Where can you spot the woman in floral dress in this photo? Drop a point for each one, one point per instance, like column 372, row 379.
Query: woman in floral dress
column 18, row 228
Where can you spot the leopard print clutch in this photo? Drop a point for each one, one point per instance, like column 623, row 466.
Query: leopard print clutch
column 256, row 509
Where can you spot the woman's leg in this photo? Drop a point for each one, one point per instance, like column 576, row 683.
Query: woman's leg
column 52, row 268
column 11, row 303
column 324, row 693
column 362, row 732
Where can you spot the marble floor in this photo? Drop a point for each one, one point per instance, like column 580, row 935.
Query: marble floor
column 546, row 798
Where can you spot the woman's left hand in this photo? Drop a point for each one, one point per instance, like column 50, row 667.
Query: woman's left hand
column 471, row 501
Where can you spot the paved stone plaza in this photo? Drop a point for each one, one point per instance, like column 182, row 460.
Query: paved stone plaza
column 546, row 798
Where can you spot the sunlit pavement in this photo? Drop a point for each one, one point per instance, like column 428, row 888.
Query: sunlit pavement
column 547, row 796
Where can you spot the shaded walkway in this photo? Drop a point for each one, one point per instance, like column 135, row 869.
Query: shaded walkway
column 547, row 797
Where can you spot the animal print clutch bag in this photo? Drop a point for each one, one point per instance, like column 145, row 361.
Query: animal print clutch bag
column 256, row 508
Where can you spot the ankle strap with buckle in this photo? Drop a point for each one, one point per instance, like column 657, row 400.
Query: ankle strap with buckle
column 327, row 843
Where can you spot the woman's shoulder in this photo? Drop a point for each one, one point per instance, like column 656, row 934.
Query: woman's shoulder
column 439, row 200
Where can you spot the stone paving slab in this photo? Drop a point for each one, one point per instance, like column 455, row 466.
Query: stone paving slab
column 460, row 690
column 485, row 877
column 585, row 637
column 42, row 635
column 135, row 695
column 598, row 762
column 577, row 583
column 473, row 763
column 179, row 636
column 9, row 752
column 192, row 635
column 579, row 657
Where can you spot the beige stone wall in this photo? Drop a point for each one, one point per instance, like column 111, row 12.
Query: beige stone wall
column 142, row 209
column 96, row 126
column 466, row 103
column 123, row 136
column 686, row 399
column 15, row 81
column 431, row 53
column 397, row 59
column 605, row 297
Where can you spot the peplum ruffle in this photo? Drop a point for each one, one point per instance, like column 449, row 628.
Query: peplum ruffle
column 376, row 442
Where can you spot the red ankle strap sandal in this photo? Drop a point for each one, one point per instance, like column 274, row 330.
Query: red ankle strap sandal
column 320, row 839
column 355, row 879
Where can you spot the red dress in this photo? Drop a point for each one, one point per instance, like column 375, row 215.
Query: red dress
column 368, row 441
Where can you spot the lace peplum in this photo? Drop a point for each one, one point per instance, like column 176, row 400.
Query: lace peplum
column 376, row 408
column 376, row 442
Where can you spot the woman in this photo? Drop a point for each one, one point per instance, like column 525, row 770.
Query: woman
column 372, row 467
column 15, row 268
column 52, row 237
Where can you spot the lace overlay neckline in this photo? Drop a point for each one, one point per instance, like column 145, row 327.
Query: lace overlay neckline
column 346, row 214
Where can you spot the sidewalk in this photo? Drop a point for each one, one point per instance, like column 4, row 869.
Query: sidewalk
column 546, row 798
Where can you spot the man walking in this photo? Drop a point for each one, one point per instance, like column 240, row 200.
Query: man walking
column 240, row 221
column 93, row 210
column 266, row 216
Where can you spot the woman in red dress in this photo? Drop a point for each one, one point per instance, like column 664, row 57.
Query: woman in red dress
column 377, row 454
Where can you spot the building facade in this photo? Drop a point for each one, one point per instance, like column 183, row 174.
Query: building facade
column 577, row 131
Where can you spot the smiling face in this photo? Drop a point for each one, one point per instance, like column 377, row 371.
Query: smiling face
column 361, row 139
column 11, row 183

----

◆ Instructions for the task
Everything from the line containing "Where can you spot the sidewalk" through the final line of the records is what you should print, exactly and with nothing added.

◆ Answer box
Where can you spot the sidewalk in this photo? Drop a point for each one, one point per instance, like column 4, row 869.
Query: sidewalk
column 546, row 798
Where can you spot the man walking in this photo? Drop a point for each one, one point per instance, like column 240, row 200.
Query: man walking
column 240, row 221
column 93, row 210
column 266, row 216
Where can you spot the woman in red dress in this photo? Drop a point for each one, one point per instance, like column 664, row 57.
Query: woman in red dress
column 377, row 454
Where can you spot the building facade in this photo? Drop a point for each one, one point per instance, like column 183, row 174.
Query: building facade
column 577, row 131
Where can you spot the smiling face in this photo? Drop a point for each one, one point per instance, like column 377, row 371.
Query: smiling face
column 361, row 139
column 11, row 183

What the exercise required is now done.